● Task goal: From the article about Himalyahs below, copy word for word the passage from "This week’s Inside" up to and including "things pop culture.".

Himalyahs Goes ‘Inside The Screen’ With Aaron “Don” Dukes

This week’s Inside The Screen, hosted by Aaron “Don” Dukes, features special guest Himalyahs. Himalyahs, real name Lyah (lay-uh), is an up-and-coming variety streamer who has an affinity for going ham in Apex Legends, League of Legends, and Animal Crossing. Besides her appreciation for gaming, Himalyahs also adores anime, fashion, music, and all things pop culture.

The nervous vibes were very present at the beginning of this episode on Inside the Screen, but both Aaron and Himalyahs got over them quickly with some regular conversation. When Aaron inquires about how she manages to mix in all her favorite passions into her streaming career, Himalyahs had this to say – “Twitch has grown a lot from just being a video game platform. There’s so much diverse content on this platform. And I think that’s why it’s important to come on here and just really show who you are.” She continued by stating “We’re here to be creative, create the space we wanna create, and that comes with all parts of you. We can’t let ourselves be in a box.”

● Collected data:
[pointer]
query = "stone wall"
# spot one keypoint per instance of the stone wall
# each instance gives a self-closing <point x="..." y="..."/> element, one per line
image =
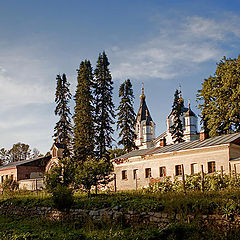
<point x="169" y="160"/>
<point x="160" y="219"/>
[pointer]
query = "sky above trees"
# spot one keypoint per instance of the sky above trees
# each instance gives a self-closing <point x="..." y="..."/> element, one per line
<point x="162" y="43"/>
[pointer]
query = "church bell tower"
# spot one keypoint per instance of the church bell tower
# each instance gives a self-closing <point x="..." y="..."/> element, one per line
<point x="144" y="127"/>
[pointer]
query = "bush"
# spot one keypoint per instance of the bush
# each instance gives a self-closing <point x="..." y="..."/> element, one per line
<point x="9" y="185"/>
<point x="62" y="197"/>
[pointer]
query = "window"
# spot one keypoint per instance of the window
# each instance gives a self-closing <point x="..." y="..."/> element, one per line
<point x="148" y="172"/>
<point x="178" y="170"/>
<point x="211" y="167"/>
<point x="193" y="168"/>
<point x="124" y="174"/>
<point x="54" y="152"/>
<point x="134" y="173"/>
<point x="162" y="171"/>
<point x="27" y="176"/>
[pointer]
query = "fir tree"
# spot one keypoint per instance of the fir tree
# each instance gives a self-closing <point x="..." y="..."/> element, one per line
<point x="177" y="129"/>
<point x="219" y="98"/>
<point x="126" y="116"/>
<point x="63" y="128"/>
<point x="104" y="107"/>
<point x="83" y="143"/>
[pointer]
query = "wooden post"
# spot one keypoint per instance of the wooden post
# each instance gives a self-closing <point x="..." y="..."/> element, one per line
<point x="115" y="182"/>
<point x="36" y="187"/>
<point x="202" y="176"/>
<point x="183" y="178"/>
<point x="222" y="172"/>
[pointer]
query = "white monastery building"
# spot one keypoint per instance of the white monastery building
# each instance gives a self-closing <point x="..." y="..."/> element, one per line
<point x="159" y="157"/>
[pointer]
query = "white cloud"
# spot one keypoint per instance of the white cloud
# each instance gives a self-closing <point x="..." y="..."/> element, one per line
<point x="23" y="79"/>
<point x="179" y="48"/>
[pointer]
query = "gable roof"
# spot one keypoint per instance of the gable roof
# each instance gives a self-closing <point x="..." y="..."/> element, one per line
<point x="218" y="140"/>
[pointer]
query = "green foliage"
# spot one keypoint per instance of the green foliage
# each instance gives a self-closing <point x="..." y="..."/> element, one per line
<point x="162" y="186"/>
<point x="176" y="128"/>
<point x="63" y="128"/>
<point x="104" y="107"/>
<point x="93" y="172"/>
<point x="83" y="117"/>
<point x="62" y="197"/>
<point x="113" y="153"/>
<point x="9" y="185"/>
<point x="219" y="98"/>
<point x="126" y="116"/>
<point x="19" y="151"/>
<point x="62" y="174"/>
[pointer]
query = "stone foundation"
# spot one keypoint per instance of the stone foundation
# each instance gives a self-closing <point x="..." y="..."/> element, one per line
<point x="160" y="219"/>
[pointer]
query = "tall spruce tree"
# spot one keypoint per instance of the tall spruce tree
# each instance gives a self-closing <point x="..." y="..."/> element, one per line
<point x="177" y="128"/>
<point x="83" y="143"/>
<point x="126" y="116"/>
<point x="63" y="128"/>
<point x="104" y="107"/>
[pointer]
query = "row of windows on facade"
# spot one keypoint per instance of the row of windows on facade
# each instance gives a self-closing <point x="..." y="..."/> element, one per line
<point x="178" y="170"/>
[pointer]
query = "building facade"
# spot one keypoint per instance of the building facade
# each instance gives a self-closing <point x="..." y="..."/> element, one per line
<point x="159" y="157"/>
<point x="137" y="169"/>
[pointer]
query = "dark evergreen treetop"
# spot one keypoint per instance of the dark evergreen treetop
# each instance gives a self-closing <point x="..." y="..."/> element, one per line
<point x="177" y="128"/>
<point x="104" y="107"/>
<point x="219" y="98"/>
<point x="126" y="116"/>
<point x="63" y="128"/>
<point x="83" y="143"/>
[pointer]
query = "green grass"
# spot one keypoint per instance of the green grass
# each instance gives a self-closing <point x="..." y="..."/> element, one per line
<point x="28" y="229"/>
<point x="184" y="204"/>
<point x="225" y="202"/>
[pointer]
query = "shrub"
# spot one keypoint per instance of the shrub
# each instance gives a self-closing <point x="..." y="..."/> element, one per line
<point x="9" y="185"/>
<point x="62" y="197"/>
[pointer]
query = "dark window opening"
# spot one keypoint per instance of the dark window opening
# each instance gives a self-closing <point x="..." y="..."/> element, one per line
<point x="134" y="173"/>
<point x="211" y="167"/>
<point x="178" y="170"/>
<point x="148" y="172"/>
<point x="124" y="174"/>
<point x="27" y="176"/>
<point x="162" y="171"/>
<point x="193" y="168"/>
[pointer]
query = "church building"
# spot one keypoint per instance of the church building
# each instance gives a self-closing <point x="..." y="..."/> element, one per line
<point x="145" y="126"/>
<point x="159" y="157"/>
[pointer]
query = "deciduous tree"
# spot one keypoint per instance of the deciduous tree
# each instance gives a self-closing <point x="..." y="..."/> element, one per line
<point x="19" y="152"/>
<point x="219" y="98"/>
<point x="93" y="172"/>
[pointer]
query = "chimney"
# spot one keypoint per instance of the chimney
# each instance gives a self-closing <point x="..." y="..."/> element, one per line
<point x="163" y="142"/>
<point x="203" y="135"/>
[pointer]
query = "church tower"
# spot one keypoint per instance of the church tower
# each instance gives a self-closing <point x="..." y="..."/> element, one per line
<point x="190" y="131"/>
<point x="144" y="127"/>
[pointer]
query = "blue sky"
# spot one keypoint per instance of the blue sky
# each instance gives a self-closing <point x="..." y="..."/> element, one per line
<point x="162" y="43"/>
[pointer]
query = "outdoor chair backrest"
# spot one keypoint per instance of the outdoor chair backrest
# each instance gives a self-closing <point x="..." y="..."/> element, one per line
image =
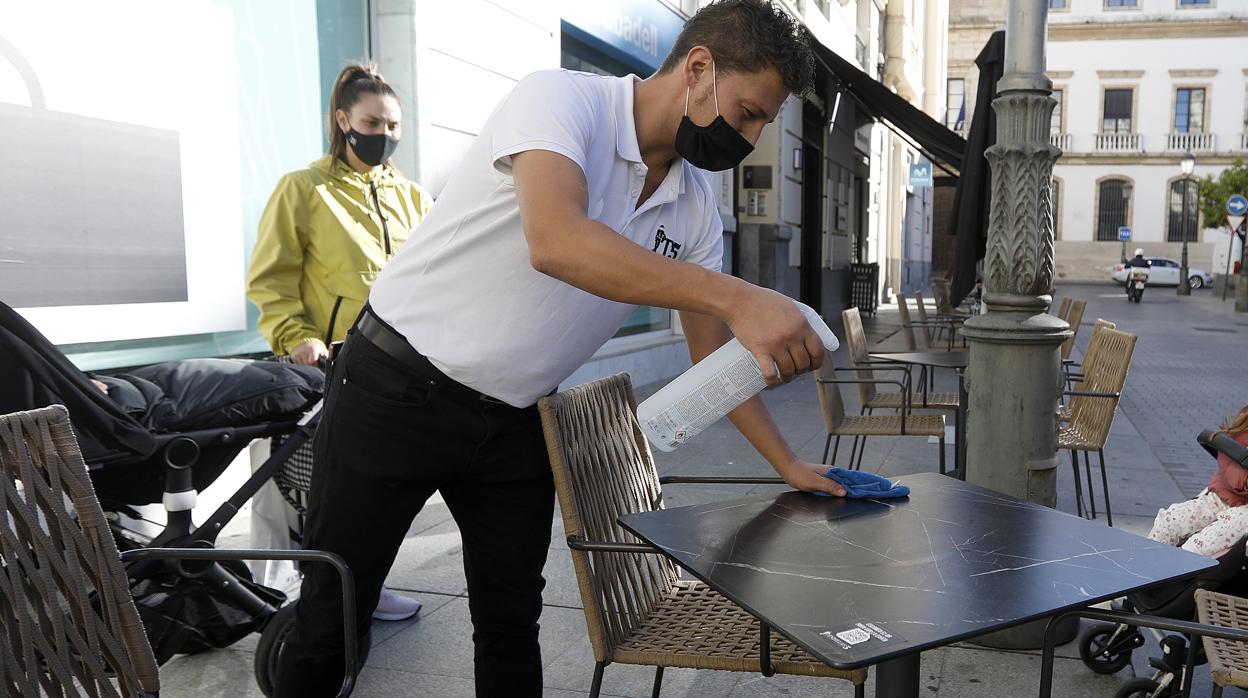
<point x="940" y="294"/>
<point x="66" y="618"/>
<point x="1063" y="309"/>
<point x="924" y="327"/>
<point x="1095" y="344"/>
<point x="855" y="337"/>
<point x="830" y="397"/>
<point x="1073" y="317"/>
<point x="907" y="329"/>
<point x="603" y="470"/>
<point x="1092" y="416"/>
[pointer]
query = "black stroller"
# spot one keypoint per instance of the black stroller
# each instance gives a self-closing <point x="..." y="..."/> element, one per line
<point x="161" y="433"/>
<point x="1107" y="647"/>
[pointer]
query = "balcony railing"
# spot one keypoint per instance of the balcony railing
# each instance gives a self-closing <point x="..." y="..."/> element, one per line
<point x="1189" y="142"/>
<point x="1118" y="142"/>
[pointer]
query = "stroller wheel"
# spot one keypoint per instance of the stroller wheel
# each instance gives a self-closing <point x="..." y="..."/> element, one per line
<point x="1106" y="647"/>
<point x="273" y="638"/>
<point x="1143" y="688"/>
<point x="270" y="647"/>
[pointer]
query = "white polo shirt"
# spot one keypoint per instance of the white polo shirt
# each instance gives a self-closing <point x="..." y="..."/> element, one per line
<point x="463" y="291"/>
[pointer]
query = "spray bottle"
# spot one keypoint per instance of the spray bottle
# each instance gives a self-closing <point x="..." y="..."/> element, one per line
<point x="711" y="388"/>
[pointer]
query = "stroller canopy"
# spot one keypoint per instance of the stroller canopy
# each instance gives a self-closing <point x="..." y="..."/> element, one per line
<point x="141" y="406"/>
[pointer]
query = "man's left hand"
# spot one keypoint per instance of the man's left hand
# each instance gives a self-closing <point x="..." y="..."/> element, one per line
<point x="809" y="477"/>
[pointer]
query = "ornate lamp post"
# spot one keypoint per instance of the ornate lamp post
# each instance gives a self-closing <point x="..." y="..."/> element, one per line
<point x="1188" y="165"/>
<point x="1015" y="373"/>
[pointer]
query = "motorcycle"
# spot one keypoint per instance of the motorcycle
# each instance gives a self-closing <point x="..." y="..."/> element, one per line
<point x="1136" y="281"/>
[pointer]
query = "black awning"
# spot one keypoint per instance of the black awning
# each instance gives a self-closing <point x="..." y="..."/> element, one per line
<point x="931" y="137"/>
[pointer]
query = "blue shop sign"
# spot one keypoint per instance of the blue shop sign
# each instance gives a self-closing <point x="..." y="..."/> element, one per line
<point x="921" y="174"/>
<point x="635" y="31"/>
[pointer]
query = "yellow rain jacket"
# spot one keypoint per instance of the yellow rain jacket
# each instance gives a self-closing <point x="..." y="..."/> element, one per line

● Written solution:
This week’s Inside The Screen, hosted by Aaron “Don” Dukes, features special guest Himalyahs. Himalyahs, real name Lyah (lay-uh), is an up-and-coming variety streamer who has an affinity for going ham in Apex Legends, League of Legends, and Animal Crossing. Besides her appreciation for gaming, Himalyahs also adores anime, fashion, music, and all things pop culture.